DIRECTIONS →
#1 In the Pantanal wildlife notes, what scientific name is given for the Monk Parakeet?
#2 Continue the Pantanal wildlife notes from their final sentence.

SOURCE EXTRACT START

During the day is was difficult to avoid the loud calls of the Chaco Chachalacas (Ortalis canicollis). The name says it all.
In the surrounding fields the high rise apartments of termites.
Burrowing Owls (Speotyto cunicularia) perch. They use their long legs to run after prey on the ground as well as chasing in flight.
The Crested Caracara (Polyborus plancus). Despite being a bird of prey, it also hunts on foot - often scavenging in competition with the vultures.
When I lived in Brussels, there was a huge communal nest of introduced Monk Parakeets (Myiopsitta monachus) in the middle of a roundabout near our house. It was strangely shocking to see one in its natural habitat.
Other birds in the area were the Grey-fronted Dove (Leptotila rufaxilla)...
...Orange-backed Troupial (Icterus croconotus)...
...Yellow-billed Cardinal (Paroaria capitata)...
...Blue-crowned Trogon (Trogon curucui)...
...Rufous-tailed Jacamar (Galbula ruficauda)...
...and the wonderful White Woodpecker (Melanerpes candidus).
Much of the Pantanal is covered in water, much of the time. Boats provide a calm way to explore for wildlife, but on a horse one can walk where walking isn't possible. I explored with my Brazilian colleague Paolo Aramaki.
In amongst the water hyacinths, a Rufescent Tiger Heron (Tigrisoma lineatum) patiently waits for a meal to pass by...

SOURCE EXTRACT END
SOURCE DATA START

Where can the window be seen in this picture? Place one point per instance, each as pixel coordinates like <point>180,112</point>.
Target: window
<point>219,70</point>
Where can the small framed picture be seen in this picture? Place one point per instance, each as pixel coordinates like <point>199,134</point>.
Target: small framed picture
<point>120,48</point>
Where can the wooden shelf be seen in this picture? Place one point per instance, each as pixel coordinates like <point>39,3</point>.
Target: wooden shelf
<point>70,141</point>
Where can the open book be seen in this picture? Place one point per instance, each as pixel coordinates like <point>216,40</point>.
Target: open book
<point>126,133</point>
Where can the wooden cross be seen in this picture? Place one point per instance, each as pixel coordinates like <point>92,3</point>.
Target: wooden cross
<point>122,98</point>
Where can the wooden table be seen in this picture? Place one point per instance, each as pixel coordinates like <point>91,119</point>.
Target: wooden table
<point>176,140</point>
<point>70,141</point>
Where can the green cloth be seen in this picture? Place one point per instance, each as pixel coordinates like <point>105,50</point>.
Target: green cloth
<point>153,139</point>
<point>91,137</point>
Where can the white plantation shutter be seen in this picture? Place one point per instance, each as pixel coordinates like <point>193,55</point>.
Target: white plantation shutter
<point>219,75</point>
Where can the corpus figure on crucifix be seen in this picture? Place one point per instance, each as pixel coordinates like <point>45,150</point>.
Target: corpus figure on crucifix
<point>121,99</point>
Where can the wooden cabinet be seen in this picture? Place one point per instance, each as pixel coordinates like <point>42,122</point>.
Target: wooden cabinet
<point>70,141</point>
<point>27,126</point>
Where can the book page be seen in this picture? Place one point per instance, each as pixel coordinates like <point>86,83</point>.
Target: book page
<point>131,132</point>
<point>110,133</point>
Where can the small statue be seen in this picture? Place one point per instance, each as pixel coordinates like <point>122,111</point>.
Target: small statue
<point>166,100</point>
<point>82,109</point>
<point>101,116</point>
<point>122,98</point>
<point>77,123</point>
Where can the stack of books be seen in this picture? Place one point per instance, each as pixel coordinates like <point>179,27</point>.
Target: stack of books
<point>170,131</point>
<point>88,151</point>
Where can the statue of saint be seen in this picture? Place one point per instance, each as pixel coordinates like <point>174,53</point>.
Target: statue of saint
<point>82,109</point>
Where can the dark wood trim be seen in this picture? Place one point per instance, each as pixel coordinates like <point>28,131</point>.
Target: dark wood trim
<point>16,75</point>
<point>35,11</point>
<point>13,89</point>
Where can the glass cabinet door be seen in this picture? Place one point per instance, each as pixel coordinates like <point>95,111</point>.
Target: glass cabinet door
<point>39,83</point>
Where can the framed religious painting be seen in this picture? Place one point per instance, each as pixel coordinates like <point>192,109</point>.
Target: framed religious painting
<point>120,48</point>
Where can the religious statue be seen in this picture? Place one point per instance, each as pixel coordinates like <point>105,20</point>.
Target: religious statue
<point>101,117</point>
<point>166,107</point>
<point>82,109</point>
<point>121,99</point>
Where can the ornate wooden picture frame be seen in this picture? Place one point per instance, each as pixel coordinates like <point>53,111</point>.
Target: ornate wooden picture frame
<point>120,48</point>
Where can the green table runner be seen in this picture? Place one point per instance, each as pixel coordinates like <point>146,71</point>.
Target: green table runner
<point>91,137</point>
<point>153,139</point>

SOURCE DATA END

ANSWERS FOR EACH ITEM →
#1 Myiopsitta monachus

#2
...though it may bite off more than it can chew.
Also probing in the wetlands, the Buff-necked Ibis (Theristicus caudatus)...
...Bare-faced Ibis (Phimosus infuscatus)...
...Roseate Spoonbill (Platalea ajaja) and Wood Stork (Mycteria americana).
Waiting for fish from the branches, a Ringed Kingfisher (Megaceryle torquata) - here a female, sporting a blue breast whereas males have all chestnut fronts...
...and an Amazon Kingfisher (Chloroceryle amazona) or Green Kingfisher (Chloroceryle americana) - only told apart by the former being larger. The female in these species have green patches on their breasts instead of the chestnut of the males.
The Jabiru Stork (Jabiru mycteria). It is the tallest flying bird in South America, standing up to 1.5 metres, and has a wingspan of up to 2.8 metres - second only to the Andean Condor.  Jabiru means 'swollen neck' in the indigenous Tupi-Guarani language (we also use their language for petunia, jaguar, piranha, tapioca...). It was first decribed by Martin Hinrich Carl Lichenstein in 1819 - the same man who described the Impala, as mentioned in the previous blog on South Africa.
Among the more aerial hunters, a juvenile Great Black Hawk (Buteogallus urubitinga). 
The Black-collared Hawk (Busarellus nigricollis) is a fish-feeder scattered over the wetlands of South America.
Sometimes, when scanning the trees with my binoculars, I think I see animals in the shapes of the trees. Here a branch stump looked to me like a big grey lizard.
Then the sun caught it, and its head moved. It was a Potoo (Nyctibius griseaus), a bird related to the nightjars. They hunt at night, and rest on branches during the day - where they blend in to avoid being eaten.
On the ground, a definite lizard - a Green Iguana (Iguana iguana).
Closer relatives of ours can be seen swinging through the treees: Black Howler Monkeys (Alouatta caraya) - though the female, as here, is brown...
...and Azaras's Capuchin (Sapajus cay), which is found only in this part of South America.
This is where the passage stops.